- [Required actions]:
a. Please repeat the part of the proximal femur text that opens with the words containing "The mechanical analysis" and closes with "PF, physiological fulcrum.", switching "tensile stress" to "pulling stress".
b. Answer these questions on the proximal femur text:
(i) What does PF stand for?
(ii) How is Sawbones described?
(iii) What did the variance of the fracture site within the same angle group reflect?

- [Extract provided]:
*** Block opens ***

The mechanical analysis of proximal femur in physiological configuration (A) and extreme abducted configuration (B) using “fulcrum‐balance‐reconstruction” model. G, the gravitational force of body weight; F₁, the division of body gravity perpendicular to the physiological lever; F₂, the tensile stress generated within greater trochanter during the weight exertion at femoral head; PF, physiological fulcrum.

Strengths and Limitations

Certainly, there are some shortcomings in our research. First of all, this is a pure experimental study that lacks sufficient clinical evidence. Moreover, it needs a more accurate mathematical model to describe the fulcrum site and the stress distribution. Even though Sawbones is a widely used artificial model that is believed to mimic human bone structure to a certain extent, it still cannot completely replace the role of cadaver bone in biomechanical research. Furthermore, the variance of the fracture site observed in the same angle group reflected that minor inconsistency existed between the specimens. Further research carried out with cadaver bone or synthetic femur with higher consistency is expected in the future. Considering the change of the muscle and ligament attached to the femoral trochanter during hip abduction, we believe that the influence exerted by soft tissue on the mechanical property of the proximal femur can potentially be a new direction of research in the subsequent studies. By carrying out related clinical research, we could not only investigate the correlation between lower body force line and hip fracture incidence/subtype of hip fracture but also further verify and correct our “fulcrum‐balance‐reconstruction” hypothesis. Although this model is a relatively simple concept, we believe that it can bring researchers with the inspiration of new treatments for proximal femoral fractures and innovative designs of internal fixation devices.

*** Block closes ***

- [Data for analysis]:
*** Block opens ***

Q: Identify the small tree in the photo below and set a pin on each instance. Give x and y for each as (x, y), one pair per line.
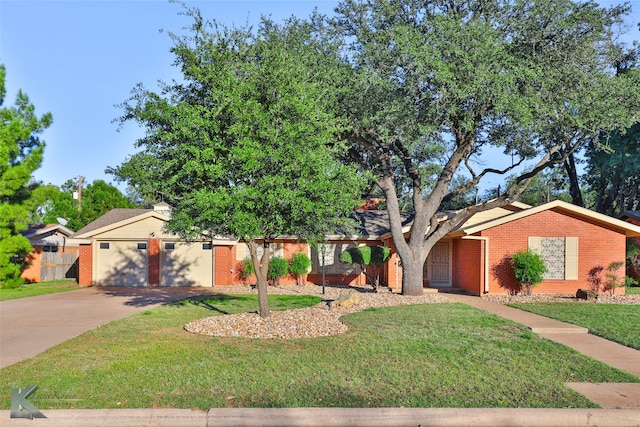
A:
(299, 266)
(528, 268)
(367, 256)
(278, 267)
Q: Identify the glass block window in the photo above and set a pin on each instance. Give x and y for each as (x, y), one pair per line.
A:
(553, 255)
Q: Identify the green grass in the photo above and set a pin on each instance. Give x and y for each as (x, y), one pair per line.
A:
(432, 355)
(615, 322)
(35, 289)
(633, 290)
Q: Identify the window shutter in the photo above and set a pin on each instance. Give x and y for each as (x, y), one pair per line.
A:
(535, 244)
(571, 258)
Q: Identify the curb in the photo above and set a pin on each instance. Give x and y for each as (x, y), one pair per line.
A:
(331, 417)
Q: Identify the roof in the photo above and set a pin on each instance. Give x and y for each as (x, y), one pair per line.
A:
(37, 230)
(112, 217)
(627, 228)
(634, 215)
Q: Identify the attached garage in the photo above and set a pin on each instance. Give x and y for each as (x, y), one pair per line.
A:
(186, 264)
(130, 247)
(121, 263)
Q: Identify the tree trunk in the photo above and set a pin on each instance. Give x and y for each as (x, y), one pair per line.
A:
(574, 185)
(261, 267)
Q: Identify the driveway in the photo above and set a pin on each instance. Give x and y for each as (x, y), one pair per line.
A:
(29, 326)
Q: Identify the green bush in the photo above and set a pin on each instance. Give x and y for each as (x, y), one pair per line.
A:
(299, 266)
(278, 267)
(367, 256)
(245, 270)
(528, 267)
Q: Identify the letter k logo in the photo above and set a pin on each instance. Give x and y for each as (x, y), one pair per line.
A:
(21, 407)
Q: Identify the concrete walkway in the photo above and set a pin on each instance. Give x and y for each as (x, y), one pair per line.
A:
(31, 325)
(607, 395)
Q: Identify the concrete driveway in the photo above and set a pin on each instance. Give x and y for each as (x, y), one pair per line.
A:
(29, 326)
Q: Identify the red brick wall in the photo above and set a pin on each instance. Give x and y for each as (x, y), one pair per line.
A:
(85, 265)
(225, 266)
(153, 252)
(468, 265)
(597, 246)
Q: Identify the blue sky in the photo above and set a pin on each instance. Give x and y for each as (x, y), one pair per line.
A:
(78, 59)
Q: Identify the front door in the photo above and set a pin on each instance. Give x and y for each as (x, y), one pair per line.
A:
(439, 265)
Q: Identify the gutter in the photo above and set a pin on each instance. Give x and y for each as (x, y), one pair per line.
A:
(484, 239)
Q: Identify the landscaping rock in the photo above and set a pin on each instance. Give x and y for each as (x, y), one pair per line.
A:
(587, 294)
(347, 298)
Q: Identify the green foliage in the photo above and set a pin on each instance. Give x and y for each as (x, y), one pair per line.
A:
(278, 267)
(444, 87)
(612, 279)
(299, 266)
(528, 268)
(51, 202)
(245, 270)
(246, 146)
(367, 256)
(613, 171)
(21, 152)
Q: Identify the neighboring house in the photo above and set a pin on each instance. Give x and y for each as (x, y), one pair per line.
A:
(53, 256)
(128, 247)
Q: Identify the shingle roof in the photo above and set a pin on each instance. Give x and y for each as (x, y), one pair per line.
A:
(111, 217)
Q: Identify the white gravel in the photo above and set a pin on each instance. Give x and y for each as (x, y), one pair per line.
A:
(320, 320)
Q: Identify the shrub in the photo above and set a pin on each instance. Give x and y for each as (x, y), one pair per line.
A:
(299, 266)
(278, 267)
(528, 268)
(245, 270)
(367, 256)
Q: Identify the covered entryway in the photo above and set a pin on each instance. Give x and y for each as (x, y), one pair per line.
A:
(438, 265)
(121, 263)
(187, 264)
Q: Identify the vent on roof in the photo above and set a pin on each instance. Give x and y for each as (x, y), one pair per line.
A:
(162, 208)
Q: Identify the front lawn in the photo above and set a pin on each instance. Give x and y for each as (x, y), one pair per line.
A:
(432, 355)
(615, 322)
(35, 289)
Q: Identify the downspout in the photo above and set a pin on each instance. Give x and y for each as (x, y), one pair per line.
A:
(484, 239)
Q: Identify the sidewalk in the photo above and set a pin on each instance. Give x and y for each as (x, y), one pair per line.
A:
(607, 395)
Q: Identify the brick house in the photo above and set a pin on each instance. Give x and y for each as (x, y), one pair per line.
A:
(128, 247)
(53, 256)
(634, 218)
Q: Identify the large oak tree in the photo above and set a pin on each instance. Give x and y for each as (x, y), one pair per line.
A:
(442, 87)
(243, 145)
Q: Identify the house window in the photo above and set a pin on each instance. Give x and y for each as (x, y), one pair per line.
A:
(560, 256)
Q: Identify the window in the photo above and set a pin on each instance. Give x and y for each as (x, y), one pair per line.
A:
(560, 256)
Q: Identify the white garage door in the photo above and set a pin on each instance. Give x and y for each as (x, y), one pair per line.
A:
(122, 263)
(186, 264)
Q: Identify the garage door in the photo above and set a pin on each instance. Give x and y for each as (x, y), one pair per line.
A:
(186, 264)
(122, 264)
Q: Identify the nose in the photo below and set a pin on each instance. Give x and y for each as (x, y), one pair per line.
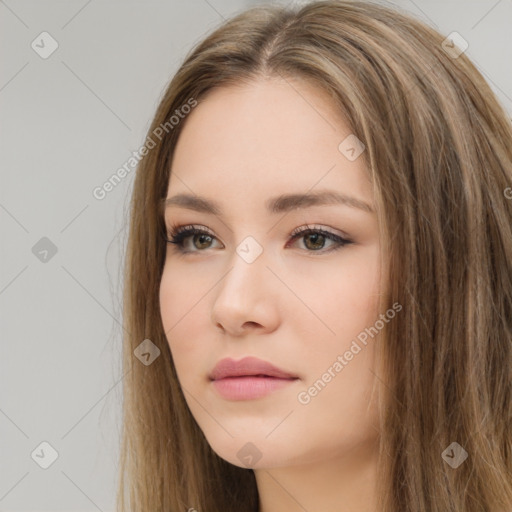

*** Block closes ***

- [Solutions to each task]:
a.
The mechanical analysis of proximal femur in physiological configuration (A) and extreme abducted configuration (B) using “fulcrum‐balance‐reconstruction” model. G, the gravitational force of body weight; F₁, the division of body gravity perpendicular to the physiological lever; F₂, the pulling stress generated within greater trochanter during the weight exertion at femoral head; PF, physiological fulcrum.

b.
(i) Physiological fulcrum.
(ii) As a widely used artificial model that is believed to mimic human bone structure to a certain extent.
(iii) That minor inconsistency existed between the specimens.